*Task brief*. Everything from the first line of the records below through the line containing "205L399 277L761 284L556" is to be retyped exactly; leave out the rest.
BEGIN
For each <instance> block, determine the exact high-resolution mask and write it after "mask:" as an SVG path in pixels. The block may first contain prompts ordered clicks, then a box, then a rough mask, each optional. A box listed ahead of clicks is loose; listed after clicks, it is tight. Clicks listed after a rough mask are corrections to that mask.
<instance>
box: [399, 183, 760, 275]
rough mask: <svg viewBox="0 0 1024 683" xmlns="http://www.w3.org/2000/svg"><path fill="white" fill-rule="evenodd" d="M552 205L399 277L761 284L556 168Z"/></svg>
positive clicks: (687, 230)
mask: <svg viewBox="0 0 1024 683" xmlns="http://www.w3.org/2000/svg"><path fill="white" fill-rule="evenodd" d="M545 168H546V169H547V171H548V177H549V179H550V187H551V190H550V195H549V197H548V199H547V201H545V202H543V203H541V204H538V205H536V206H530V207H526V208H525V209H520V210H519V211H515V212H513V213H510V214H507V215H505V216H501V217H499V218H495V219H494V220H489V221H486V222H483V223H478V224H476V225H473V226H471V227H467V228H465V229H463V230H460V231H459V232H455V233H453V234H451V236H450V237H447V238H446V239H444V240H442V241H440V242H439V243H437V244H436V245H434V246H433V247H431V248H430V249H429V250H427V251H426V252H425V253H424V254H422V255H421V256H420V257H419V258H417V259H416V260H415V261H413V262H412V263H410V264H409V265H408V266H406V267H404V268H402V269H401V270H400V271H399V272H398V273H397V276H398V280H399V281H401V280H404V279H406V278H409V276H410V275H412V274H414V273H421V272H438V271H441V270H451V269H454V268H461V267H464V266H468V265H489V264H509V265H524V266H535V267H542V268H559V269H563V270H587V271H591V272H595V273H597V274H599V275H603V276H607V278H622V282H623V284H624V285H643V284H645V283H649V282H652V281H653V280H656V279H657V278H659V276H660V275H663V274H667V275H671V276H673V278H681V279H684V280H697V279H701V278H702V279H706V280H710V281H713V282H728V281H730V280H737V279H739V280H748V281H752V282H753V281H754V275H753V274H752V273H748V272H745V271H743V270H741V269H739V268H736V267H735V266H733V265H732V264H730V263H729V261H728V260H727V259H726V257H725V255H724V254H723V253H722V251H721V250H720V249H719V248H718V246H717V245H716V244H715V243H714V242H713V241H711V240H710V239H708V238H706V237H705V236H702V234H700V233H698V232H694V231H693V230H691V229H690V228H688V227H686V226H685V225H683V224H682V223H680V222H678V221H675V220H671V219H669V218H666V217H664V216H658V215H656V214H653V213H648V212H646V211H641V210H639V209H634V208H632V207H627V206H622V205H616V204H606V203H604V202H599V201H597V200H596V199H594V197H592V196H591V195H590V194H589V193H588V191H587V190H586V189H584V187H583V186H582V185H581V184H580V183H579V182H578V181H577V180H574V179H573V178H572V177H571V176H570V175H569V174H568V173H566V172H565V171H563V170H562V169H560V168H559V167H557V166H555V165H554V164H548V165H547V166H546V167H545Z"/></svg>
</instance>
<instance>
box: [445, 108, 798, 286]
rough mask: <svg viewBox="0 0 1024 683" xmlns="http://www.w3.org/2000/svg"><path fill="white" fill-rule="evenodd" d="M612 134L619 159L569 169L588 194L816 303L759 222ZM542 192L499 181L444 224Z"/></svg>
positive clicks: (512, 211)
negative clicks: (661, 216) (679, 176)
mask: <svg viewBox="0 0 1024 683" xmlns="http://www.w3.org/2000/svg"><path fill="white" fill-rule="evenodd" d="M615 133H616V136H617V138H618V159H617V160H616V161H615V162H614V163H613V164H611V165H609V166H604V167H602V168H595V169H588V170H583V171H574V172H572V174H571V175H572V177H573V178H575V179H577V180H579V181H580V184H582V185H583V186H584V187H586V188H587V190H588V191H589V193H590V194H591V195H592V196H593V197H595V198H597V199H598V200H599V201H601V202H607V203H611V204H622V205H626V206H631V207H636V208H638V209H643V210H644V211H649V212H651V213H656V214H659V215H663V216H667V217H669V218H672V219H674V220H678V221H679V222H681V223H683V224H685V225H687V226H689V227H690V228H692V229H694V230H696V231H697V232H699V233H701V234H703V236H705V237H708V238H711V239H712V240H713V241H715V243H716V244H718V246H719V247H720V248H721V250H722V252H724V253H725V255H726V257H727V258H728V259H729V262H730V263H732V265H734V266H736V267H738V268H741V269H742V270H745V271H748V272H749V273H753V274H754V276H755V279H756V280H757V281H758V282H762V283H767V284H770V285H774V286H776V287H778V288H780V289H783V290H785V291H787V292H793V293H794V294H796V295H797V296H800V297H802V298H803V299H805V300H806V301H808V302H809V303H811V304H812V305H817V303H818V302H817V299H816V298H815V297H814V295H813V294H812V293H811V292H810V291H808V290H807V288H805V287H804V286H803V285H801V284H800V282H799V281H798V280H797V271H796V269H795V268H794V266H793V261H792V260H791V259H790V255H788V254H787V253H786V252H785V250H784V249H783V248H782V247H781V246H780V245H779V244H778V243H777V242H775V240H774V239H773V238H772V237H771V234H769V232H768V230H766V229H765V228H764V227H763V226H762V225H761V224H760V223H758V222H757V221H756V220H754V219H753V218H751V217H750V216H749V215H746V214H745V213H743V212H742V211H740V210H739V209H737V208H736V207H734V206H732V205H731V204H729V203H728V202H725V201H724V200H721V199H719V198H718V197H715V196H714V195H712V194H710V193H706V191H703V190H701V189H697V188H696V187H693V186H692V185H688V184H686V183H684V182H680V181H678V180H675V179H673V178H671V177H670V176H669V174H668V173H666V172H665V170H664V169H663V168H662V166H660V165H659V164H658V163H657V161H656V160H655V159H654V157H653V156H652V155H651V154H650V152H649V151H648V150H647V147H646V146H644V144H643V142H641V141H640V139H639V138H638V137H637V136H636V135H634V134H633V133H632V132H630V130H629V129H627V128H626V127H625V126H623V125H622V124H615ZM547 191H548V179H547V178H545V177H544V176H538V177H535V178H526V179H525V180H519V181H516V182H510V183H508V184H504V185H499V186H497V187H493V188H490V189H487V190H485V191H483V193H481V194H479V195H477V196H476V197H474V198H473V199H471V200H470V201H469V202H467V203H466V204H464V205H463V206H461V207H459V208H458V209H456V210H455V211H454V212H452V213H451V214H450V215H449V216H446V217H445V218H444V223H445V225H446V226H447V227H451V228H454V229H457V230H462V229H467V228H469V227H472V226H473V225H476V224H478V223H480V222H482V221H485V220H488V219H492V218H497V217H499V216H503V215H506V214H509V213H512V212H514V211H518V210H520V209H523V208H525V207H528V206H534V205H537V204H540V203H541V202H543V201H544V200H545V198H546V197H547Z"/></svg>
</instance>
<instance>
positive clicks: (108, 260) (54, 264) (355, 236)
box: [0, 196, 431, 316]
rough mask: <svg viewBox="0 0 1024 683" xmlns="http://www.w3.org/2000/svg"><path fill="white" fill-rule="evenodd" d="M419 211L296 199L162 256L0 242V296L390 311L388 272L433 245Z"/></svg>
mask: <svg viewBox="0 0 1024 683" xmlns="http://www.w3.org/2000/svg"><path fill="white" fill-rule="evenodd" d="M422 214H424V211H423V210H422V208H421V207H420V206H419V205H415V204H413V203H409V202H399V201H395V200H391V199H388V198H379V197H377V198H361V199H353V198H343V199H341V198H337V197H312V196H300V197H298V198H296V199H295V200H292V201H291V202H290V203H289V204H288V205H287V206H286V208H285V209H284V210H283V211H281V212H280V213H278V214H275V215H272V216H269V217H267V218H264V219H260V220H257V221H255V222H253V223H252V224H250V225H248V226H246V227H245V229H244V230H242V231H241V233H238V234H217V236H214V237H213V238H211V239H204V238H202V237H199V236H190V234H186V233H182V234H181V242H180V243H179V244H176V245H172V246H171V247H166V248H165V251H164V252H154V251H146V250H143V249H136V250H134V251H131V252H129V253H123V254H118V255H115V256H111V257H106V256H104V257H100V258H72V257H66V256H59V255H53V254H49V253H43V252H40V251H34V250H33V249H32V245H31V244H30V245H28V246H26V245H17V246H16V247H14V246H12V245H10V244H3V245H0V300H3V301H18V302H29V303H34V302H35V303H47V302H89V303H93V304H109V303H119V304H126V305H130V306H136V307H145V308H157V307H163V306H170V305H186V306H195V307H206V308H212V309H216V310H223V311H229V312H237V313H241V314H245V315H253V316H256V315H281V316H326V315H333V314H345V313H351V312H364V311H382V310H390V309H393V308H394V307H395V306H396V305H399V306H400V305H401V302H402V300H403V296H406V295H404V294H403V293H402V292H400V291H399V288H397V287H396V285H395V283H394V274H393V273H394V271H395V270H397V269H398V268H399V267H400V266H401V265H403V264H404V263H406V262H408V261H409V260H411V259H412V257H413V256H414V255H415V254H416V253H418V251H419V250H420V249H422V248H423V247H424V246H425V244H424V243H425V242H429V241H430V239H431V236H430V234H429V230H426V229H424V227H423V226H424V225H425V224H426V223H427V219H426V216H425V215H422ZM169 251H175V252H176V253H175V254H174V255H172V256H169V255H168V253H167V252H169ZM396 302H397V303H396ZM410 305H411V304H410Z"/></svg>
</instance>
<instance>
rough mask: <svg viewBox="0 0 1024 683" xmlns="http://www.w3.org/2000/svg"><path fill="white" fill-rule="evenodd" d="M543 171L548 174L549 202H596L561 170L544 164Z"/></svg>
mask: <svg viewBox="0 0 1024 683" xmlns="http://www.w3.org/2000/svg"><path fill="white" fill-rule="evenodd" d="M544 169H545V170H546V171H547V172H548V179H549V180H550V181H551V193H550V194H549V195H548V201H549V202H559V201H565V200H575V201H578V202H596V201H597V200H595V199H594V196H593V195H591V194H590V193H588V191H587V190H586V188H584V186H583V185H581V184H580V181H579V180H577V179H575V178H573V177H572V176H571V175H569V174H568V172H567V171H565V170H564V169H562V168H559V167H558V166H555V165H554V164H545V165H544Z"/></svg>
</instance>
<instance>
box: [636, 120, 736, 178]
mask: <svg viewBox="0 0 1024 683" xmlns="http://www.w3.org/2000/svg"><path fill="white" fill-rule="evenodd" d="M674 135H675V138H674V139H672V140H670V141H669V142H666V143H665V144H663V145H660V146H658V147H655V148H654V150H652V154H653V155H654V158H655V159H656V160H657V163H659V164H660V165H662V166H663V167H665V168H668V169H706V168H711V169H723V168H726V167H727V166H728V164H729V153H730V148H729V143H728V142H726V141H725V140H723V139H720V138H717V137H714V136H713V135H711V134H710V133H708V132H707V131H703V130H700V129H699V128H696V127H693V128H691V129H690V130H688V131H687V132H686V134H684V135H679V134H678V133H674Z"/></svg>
END
*Result of the task*.
For each <instance> block, determine the exact high-resolution mask and write it after "mask:" as an SVG path in pixels. The block may first contain prompts ordered clicks, then a box, then a rough mask, each optional. A box listed ahead of clicks is loose; listed after clicks, it is tight. Clicks listed after a rough mask are corrections to that mask.
<instance>
box: [399, 183, 760, 275]
rough mask: <svg viewBox="0 0 1024 683" xmlns="http://www.w3.org/2000/svg"><path fill="white" fill-rule="evenodd" d="M552 205L399 277L761 284L556 168Z"/></svg>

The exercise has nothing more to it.